SOURCE TEXT:
————

[erlang-questions] : : : driver_entry stop() and driver_async() interaction

Fri Dec 19 15:35:41 CET 2008

> Very interesting. We will certainly have a look at this.
> Does it work on Windows too?

Alas not yet, but I think it should be easy to do.

   - it uses pthreads calls directly (but you now provide an
abstraction, so increasing portability should be fairly
straight-forward, although I won't be doing it myself)

   - it uses driver_select with pipe file-descriptors, so would need a
minor change to use a Windows event handle.

Basically the EDTK thread-pool code looks a lot like a generalization
of the existing Erlang VM async threads code.  The main difference is
that every thread-pool has exactly one producer-consumer queue (rather
than having one such queue per individual thread, as the existing
'async' pool does).   Plus the EDTK implementation has the other
features that I've already mentioned.   (All of those features have
real-world motivations; e.g. setting the stack size is vital if you
want even a moderate number of threads but cannot affort the default 1
MB+ (virtual-memory) stack space per thread that many OSes give you by
default.)

————

REQUIREMENTS:
[1] In the forum post, how many producer-consumer queues does each EDTK thread-pool have?
[2] Quote the forum post between "[erlang-questions] : : : driver_entry" and "doing it myself)", inclusive.
These records were taken from a separate source.

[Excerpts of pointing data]

————

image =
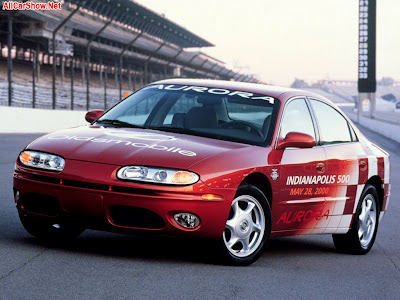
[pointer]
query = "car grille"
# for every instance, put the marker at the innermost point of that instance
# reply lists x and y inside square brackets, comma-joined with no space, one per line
[40,204]
[136,217]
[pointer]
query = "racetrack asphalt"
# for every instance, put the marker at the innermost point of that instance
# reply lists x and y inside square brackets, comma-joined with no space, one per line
[102,265]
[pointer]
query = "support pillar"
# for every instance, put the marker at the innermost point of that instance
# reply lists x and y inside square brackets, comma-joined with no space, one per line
[72,83]
[9,58]
[34,78]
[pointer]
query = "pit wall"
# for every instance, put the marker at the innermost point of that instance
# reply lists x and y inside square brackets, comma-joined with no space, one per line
[29,120]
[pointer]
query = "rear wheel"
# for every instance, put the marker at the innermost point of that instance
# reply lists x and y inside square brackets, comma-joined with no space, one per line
[50,229]
[248,227]
[361,237]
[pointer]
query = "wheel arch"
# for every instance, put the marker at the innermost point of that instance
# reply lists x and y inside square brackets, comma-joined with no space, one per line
[376,182]
[260,181]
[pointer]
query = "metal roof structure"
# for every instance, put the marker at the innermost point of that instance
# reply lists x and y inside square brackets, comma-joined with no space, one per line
[134,15]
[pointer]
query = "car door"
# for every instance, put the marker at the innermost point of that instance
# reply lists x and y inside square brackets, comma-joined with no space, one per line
[299,207]
[345,162]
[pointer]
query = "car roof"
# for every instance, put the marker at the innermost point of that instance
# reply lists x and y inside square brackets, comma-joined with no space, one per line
[282,93]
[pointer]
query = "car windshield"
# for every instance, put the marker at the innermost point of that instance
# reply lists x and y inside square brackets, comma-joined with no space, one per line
[211,112]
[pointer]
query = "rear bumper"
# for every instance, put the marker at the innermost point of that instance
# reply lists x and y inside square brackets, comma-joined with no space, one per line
[152,207]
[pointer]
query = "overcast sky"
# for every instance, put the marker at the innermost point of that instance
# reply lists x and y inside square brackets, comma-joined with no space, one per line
[286,39]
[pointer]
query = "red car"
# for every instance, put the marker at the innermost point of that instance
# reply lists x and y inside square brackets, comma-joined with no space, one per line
[234,162]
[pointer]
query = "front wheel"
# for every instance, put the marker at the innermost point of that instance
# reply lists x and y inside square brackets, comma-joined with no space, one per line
[50,229]
[248,227]
[361,237]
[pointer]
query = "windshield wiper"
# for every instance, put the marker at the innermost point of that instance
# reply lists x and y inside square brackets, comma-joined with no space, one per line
[187,131]
[174,129]
[118,123]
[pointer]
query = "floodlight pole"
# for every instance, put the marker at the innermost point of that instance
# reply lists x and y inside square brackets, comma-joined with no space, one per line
[9,58]
[54,51]
[88,60]
[120,60]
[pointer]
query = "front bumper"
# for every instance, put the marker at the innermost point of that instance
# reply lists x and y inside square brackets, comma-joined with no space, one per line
[91,191]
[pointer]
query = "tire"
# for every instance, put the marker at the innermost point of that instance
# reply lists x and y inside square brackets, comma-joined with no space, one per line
[51,230]
[248,227]
[361,237]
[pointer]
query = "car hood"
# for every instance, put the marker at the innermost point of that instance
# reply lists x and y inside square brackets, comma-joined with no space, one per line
[131,146]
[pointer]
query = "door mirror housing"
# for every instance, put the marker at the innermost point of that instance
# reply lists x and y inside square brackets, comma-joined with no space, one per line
[93,115]
[296,140]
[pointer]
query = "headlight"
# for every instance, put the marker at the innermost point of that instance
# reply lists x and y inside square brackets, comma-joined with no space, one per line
[42,160]
[157,175]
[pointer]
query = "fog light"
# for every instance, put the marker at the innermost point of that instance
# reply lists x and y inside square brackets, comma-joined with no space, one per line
[187,220]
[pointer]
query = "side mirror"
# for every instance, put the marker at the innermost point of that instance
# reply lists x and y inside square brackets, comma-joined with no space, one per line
[93,115]
[296,140]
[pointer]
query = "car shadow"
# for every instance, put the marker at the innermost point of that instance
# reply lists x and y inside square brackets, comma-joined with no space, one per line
[168,248]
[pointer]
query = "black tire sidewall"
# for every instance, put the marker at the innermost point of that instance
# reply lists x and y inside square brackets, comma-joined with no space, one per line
[369,189]
[229,258]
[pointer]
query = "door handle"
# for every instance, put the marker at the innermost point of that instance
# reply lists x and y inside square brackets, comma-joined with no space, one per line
[320,168]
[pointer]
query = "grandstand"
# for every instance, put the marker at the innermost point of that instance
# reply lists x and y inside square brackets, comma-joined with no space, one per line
[101,49]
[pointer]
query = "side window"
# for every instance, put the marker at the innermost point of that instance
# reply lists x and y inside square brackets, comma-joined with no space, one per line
[333,126]
[297,118]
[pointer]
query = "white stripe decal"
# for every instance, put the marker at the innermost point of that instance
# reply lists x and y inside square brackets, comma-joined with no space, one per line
[372,166]
[345,221]
[360,188]
[305,201]
[387,169]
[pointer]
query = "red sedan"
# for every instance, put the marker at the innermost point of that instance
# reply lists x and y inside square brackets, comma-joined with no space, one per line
[234,162]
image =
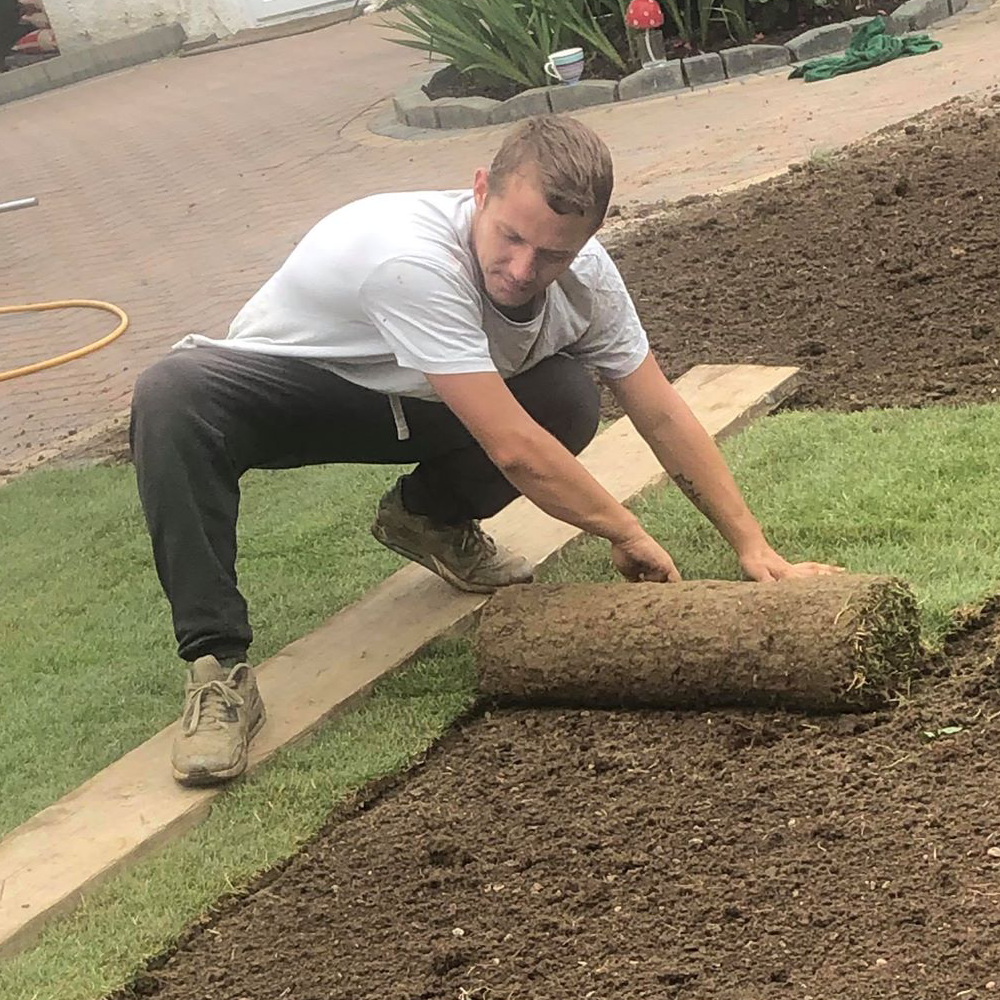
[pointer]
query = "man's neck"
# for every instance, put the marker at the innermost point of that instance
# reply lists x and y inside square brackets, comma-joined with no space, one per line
[517,314]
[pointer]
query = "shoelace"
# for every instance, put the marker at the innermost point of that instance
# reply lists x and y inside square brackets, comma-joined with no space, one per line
[209,703]
[473,537]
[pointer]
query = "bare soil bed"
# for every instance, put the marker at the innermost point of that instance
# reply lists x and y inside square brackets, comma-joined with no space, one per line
[877,271]
[569,854]
[564,855]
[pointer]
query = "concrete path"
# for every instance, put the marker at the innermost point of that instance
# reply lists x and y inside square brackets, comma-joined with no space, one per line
[174,189]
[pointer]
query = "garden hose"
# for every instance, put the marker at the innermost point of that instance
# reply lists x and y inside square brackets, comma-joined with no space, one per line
[80,352]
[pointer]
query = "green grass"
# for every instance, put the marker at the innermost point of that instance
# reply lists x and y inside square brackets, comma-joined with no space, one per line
[909,493]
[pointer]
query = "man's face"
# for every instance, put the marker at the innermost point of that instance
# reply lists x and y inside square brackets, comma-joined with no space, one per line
[521,244]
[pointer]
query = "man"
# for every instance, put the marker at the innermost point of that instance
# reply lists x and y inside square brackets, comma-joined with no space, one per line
[456,330]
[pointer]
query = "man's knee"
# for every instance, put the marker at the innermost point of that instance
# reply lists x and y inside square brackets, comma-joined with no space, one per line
[165,389]
[563,397]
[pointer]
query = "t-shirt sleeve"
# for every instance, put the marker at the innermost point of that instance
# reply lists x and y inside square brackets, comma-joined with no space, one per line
[430,316]
[615,343]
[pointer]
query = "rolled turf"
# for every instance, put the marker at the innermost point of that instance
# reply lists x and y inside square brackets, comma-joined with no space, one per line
[823,644]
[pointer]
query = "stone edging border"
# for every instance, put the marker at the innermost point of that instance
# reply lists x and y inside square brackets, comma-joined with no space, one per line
[104,57]
[415,109]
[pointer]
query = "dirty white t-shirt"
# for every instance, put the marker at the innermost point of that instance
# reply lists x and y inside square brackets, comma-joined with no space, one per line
[387,288]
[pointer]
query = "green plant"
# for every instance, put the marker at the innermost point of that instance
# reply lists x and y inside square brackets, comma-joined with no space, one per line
[694,21]
[504,40]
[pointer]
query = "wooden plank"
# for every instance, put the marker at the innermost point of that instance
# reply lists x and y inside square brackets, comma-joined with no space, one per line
[134,805]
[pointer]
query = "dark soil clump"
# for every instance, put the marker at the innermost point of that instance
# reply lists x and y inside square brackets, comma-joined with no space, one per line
[565,854]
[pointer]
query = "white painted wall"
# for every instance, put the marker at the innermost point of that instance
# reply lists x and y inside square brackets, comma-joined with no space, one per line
[79,23]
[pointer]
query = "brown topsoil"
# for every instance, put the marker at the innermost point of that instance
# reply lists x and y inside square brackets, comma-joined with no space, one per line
[876,270]
[559,855]
[572,854]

————

RESPONSES FOR EACH TASK:
[1] Each EDTK thread-pool has exactly one producer-consumer queue.

[2]
[erlang-questions] : : : driver_entry stop() and driver_async() interaction

Fri Dec 19 15:35:41 CET 2008

> Very interesting. We will certainly have a look at this.
> Does it work on Windows too?

Alas not yet, but I think it should be easy to do.

   - it uses pthreads calls directly (but you now provide an
abstraction, so increasing portability should be fairly
straight-forward, although I won't be doing it myself)